• [Input material]:
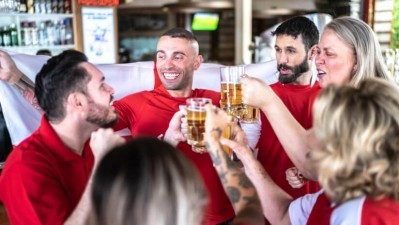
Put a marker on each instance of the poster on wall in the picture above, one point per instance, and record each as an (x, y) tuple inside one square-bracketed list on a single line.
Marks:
[(98, 25)]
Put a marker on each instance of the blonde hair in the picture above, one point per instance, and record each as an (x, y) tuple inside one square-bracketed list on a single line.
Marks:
[(358, 128), (364, 44), (148, 182)]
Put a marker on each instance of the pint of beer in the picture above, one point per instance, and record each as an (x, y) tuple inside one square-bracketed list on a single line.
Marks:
[(196, 115), (231, 97)]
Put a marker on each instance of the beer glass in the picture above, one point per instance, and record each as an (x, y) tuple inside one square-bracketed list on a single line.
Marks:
[(196, 115), (231, 97)]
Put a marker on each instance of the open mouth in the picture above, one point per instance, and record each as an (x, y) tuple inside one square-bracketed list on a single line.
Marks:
[(170, 76), (320, 73)]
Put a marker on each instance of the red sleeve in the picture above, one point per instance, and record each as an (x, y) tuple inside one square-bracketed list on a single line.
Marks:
[(36, 195), (157, 82)]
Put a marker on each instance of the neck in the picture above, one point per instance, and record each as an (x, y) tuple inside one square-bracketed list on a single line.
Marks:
[(72, 134), (180, 93), (304, 79)]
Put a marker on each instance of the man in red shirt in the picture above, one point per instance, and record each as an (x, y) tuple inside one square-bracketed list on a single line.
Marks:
[(149, 112), (45, 177), (295, 39)]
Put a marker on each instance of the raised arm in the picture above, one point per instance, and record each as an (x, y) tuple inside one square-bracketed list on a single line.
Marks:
[(275, 201), (12, 75), (101, 142), (290, 133), (238, 187)]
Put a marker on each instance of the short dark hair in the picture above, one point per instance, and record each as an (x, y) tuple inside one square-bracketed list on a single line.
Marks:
[(179, 32), (60, 76), (139, 178), (299, 25)]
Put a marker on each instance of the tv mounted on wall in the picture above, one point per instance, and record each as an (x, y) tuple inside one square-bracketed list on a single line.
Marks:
[(205, 21)]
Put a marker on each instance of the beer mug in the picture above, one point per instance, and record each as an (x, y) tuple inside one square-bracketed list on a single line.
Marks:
[(231, 97), (196, 115)]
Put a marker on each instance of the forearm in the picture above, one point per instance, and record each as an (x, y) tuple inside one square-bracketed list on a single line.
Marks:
[(81, 213), (291, 135), (275, 201), (238, 187), (27, 89)]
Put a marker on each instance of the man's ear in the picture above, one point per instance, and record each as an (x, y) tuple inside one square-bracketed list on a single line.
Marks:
[(76, 100), (313, 52), (198, 61)]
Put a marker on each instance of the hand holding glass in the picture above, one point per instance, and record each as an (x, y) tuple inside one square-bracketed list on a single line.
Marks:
[(231, 96)]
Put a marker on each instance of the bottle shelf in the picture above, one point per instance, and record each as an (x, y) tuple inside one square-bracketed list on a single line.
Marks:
[(32, 23)]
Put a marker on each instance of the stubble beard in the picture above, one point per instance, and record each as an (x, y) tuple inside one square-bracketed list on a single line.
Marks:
[(297, 71)]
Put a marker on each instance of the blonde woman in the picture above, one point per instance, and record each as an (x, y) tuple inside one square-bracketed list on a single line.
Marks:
[(348, 52), (354, 142)]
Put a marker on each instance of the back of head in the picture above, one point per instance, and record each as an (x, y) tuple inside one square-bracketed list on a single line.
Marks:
[(148, 182), (60, 76), (358, 128), (178, 32), (299, 25), (363, 41)]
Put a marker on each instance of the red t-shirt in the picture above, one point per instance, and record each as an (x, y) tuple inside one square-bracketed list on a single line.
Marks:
[(43, 180), (149, 113), (316, 209), (298, 100)]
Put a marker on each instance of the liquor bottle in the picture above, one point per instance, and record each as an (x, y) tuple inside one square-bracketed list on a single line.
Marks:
[(68, 31), (48, 6), (23, 8), (34, 33), (42, 34), (37, 6), (54, 6), (6, 36), (1, 38), (13, 35), (26, 38), (61, 6), (67, 6), (31, 6)]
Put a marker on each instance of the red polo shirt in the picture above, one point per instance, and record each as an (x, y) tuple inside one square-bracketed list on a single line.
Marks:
[(149, 113), (43, 180)]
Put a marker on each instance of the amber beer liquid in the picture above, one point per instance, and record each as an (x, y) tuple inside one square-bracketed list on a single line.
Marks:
[(230, 98), (196, 115), (231, 102), (196, 129)]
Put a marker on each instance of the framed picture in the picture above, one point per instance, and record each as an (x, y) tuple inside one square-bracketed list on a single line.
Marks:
[(99, 34)]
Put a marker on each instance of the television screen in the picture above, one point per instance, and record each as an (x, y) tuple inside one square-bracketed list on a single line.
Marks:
[(205, 21)]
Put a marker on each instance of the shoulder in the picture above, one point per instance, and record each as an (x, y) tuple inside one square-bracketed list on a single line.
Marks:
[(207, 93), (301, 208), (349, 211)]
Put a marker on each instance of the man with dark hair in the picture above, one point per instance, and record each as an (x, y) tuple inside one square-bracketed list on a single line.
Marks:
[(295, 40), (46, 175), (149, 112), (154, 112)]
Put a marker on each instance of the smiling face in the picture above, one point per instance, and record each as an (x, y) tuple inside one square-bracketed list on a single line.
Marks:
[(177, 58), (292, 59), (99, 98), (335, 60)]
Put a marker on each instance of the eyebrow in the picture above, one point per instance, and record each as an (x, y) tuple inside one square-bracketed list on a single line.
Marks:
[(174, 53)]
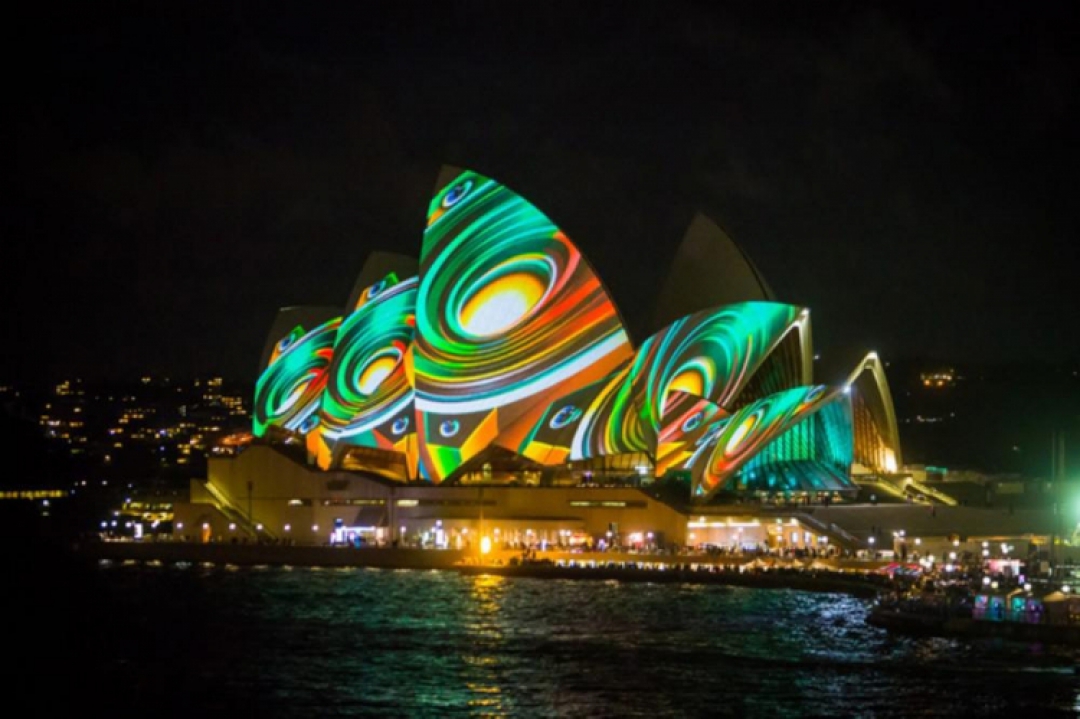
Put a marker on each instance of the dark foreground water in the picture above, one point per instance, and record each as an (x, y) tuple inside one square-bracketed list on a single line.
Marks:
[(308, 642)]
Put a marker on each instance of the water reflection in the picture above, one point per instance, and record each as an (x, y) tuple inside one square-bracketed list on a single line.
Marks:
[(437, 643)]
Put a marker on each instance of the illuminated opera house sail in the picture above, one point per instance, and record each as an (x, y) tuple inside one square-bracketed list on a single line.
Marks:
[(501, 357)]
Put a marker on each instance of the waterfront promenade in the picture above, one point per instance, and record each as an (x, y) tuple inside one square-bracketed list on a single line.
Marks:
[(821, 574)]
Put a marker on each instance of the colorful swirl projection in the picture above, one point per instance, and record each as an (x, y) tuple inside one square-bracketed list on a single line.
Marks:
[(813, 455), (377, 289), (285, 342), (710, 354), (368, 387), (684, 415), (706, 356), (723, 447), (286, 394), (509, 316), (593, 421)]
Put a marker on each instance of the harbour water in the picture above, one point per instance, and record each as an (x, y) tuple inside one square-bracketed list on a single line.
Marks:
[(175, 639)]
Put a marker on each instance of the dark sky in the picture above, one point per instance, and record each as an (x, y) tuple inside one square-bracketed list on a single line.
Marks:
[(177, 173)]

• [Required task]:
Copy out all of the items again, swapping "Marks" for "Points" and keeping everything else unchanged. Leave the pictures out.

• [Completed task]:
Put a marker on each instance of the poster on wall in the picture above, one point per instance, and record each as an (x, y) tuple inside one square-bracketed list on a single line.
Points:
[(98, 25)]
Put a marker on each instance of the blonde hair in the picture above, one point per instance, and record each as an (x, y) tuple inside one square-bracketed list on a single line.
Points:
[(358, 128), (364, 44), (148, 182)]
Put a marker on each instance of the pint of beer in the picture above, one point per instance, and record each as an (x, y) tuple inside one square-bracketed list on a single line.
Points:
[(196, 115), (231, 97)]
Put a marker on each instance of the beer glass in the picture above, one point per instance, and record each as an (x, y) tuple inside one square-bracketed list on a single line.
Points:
[(196, 115), (231, 97)]
Put a marker on each instance of the open mouth in the picture above, one point per instance, and record each as an (x, y) tuple inside one square-bracketed list on a single line.
Points:
[(170, 76), (320, 73)]
Put a marker on each instance of the red sleeve in the picture above, one point per instance, and record each as an (x, y) tuple inside one square-bracketed list on a single line.
Points:
[(36, 195), (157, 82)]
Put a marker on each instance of the neck in the picture above, one point per instance, and record each as an (x, y) tuple inside one square-bracketed list on a single line.
Points:
[(72, 134), (180, 93), (304, 79)]
Put a marker on each instance of the man in red shirt in the picture above, one point per instance, and record each as an (x, y) tuple inside one square-bracketed list on a single line.
Points:
[(149, 112), (45, 177), (295, 39)]
Put a marker on each instance of the raised arm in the picture above, one point per instance, and record each as an (x, y) tuple inside one square-bracketed list on a single line.
Points:
[(275, 201), (12, 75), (101, 142), (290, 133), (238, 187)]
Put a marker on each instance of the short dark hair in the picture above, one point per instance, and record each as an (x, y) tuple inside one square-bracketed list on a single line.
Points:
[(179, 32), (60, 76), (139, 178), (299, 25)]
Put a marker on each instance of the tv mounted on wall in the picture above, one point per instance, and record each as an (x, y) tuple inside one square-bracketed list on a single line.
Points:
[(205, 21)]
Put a marker on each instance of the beer mug in the picture above, one point per instance, and record each as an (x, y) tuple inside one square-bracketed list on a single line.
Points:
[(231, 97), (196, 115)]
Put a marker on each instance of the forearm in the picture above, one point per instance, and record each as an (x, y) tuple inside one square-bracketed list on a single line.
Points:
[(81, 213), (291, 135), (275, 201), (238, 187), (27, 89)]
Put a marker on each instance of the man's ear in the picture above, one point per instance, and record each as an (x, y) tuple inside one square-bracketed list on a single line.
Points:
[(76, 100), (313, 52), (198, 61)]
Put a marker on each instance of the hand holding glass in the picture above, one point per instance, and record each as an (x, y) tuple inside one square-bracketed list on a single line.
Points:
[(231, 96)]
Put a marker on each instance of the bottle shelf in the picture above, one point per instance, and record each as an (x, y) tuple inside one square-bracketed list on a single line.
Points:
[(32, 23)]
Put a marker on each instance of the stubble beard in the picture above, one point per instance, and record each as an (x, y) tuple inside one square-bracketed list on a single line.
Points:
[(297, 71)]
Put a marker on each instance of the blonde woman in the picture above, one point per instance, and record each as an (x, y) tuple inside one square-bracketed list on a single line.
Points:
[(348, 52), (354, 142)]
Put a marker on each instance of the back of head in the picture above, one point per instance, and record each as an (x, y) tuple inside one square-bracketed list on a single line.
Points:
[(148, 182), (60, 76), (358, 128), (178, 32), (299, 25), (363, 41)]
Put a marker on each instance of the red t-shirt in the picture above, one point per instance, and record each as an (x, y) tuple inside one square-bracketed list on a single line.
Points:
[(43, 180), (149, 113), (316, 209), (298, 100)]
Put a marker on each instance of the liquor bottle in the picture above, one point per instance, and record each as an (x, y) tuple inside one square-bracketed list on a single line.
Points:
[(68, 31), (48, 6), (23, 8), (34, 33), (42, 34), (37, 6), (54, 6), (6, 36), (1, 38), (13, 35), (26, 38), (61, 6), (67, 6), (31, 6)]
Put a marker on each instance of the red polo shirt in the picture above, one point per instance, and record each as an (x, y) tuple inside one square-bracketed list on a single line.
Points:
[(149, 113), (43, 180)]
Put a marker on each instance of the amber beer liquid in the picture above, one point per instance, and record each as an (x, y) tuple inside one square-bracketed list on a single line.
Points:
[(230, 98), (196, 115), (231, 102), (196, 129)]
Put a marker on each instance of the framed picture in the picture above, one point per instance, and record each as an (x, y) tuple inside one square-bracketed list on a single line.
Points:
[(99, 34)]
Put a marker on each instance of the television screen in the picture above, one point per instance, and record each as an (x, y) tuple inside one square-bracketed list on a single line.
Points:
[(205, 21)]
Put a marker on each instance of the shoulder in the picture above, one point per instance, and record each as an (x, y) tuple inside one square-bracketed list on a single line.
Points:
[(207, 93), (301, 208), (349, 211)]
Put a marker on each instance of the man with dark hair in the picture above, one point per instance, and record each as an (x, y) tuple inside one square-bracketed list on a single line.
Points:
[(295, 40), (46, 175), (149, 112), (154, 112)]
Put a marker on each instance of the smiling face in the picture above, one point per instance, and record each as an (x, y) tuple inside one square-bracketed list on a single line.
Points:
[(177, 58), (292, 59), (99, 98), (335, 60)]
Put a marker on each instance of the eyebrow in the picture above, one point per instance, and record each as an (x, y) tuple inside one square-bracketed list on a single line.
Points:
[(174, 53)]
Put a marker on each instance of the dark foreground water in the picture above, one point per instance, and record each as an (x, y) tuple inside one square-bracketed list on a single line.
Points:
[(308, 642)]
Put a marker on each instance of the water reflection in the picture above, one point per instance, and record each as an (x, y) tuple inside one square-bracketed list on a single line.
Points:
[(437, 643)]
Put a marker on each instance of the illuminated opera house sail in the picture above, one point per instance, and record each as an (x, y) tuple inside one square-bracketed list on a single line.
Points:
[(501, 357)]
Put a marker on each instance of the waterfront promenade in the picture above, one point per instance, and record each as an (x, y) tuple inside one square-bracketed list on a single line.
Points:
[(821, 574)]
Put a marker on each instance of the colorful swirl projection in the picture above, one point per instance, and record each as an (x, y) tuple inside one square-bracketed list on a single line.
Points:
[(813, 455), (377, 289), (285, 342), (710, 354), (368, 387), (684, 415), (706, 356), (723, 447), (286, 394), (509, 316), (593, 421)]
Put a marker on each instance of the harbour water in the picture above, one point per instance, and record each as an (x, y) tuple inside one square-bracketed list on a single line.
Points:
[(175, 639)]
Put a marker on each instance of the dark sky in the picture above, one point per instance, and record each as an (x, y) tuple inside one square-bracketed list on a single line.
Points:
[(177, 173)]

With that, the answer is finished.